▸ Problem statement:
Repeat, exactly and completely, the entries shown underneath.

▸ Stored entries:
---

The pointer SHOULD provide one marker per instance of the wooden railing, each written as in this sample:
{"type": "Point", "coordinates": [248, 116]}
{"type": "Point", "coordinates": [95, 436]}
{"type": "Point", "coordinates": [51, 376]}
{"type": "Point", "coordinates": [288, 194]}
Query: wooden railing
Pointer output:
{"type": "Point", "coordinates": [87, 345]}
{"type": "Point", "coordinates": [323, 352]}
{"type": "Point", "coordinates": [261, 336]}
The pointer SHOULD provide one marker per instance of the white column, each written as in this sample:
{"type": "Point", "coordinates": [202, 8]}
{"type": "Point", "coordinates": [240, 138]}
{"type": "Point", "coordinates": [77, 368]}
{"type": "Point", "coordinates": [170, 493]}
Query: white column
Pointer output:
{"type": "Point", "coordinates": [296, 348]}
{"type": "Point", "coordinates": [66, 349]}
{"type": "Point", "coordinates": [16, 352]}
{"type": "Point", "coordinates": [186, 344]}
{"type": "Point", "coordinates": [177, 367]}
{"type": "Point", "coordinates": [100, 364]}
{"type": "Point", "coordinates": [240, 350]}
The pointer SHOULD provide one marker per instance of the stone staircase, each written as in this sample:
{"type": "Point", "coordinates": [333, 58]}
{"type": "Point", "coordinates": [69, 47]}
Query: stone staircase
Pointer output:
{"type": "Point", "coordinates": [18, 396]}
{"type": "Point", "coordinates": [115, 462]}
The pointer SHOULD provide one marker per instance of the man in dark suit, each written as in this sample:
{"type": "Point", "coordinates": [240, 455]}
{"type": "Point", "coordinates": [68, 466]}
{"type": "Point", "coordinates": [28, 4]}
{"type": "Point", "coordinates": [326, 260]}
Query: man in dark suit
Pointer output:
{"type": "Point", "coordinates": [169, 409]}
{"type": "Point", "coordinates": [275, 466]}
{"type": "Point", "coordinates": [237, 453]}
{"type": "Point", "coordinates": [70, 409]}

---

▸ Worked solution:
The pointer SHOULD provide one marker per instance of the wooden railing, each written as in this sample:
{"type": "Point", "coordinates": [248, 116]}
{"type": "Point", "coordinates": [95, 436]}
{"type": "Point", "coordinates": [51, 376]}
{"type": "Point", "coordinates": [288, 194]}
Query: wooden railing
Pointer output:
{"type": "Point", "coordinates": [87, 345]}
{"type": "Point", "coordinates": [323, 352]}
{"type": "Point", "coordinates": [261, 336]}
The pointer SHOULD provide one marker per instance of the white column, each written as in this sample:
{"type": "Point", "coordinates": [202, 8]}
{"type": "Point", "coordinates": [240, 138]}
{"type": "Point", "coordinates": [77, 368]}
{"type": "Point", "coordinates": [170, 493]}
Query: white column
Pointer output:
{"type": "Point", "coordinates": [296, 348]}
{"type": "Point", "coordinates": [66, 349]}
{"type": "Point", "coordinates": [16, 352]}
{"type": "Point", "coordinates": [186, 344]}
{"type": "Point", "coordinates": [177, 367]}
{"type": "Point", "coordinates": [100, 364]}
{"type": "Point", "coordinates": [240, 350]}
The pointer SHOULD provide one marker per instance of the stone staircase, each written as in this sample:
{"type": "Point", "coordinates": [333, 58]}
{"type": "Point", "coordinates": [69, 47]}
Query: stone staircase
Pointer output:
{"type": "Point", "coordinates": [18, 396]}
{"type": "Point", "coordinates": [115, 462]}
The pointer SHOULD provide one marker per instance of the man in dark suit, each written as in this sample:
{"type": "Point", "coordinates": [240, 455]}
{"type": "Point", "coordinates": [68, 466]}
{"type": "Point", "coordinates": [28, 4]}
{"type": "Point", "coordinates": [326, 260]}
Query: man in dark suit
Pointer output:
{"type": "Point", "coordinates": [169, 409]}
{"type": "Point", "coordinates": [275, 466]}
{"type": "Point", "coordinates": [237, 453]}
{"type": "Point", "coordinates": [70, 409]}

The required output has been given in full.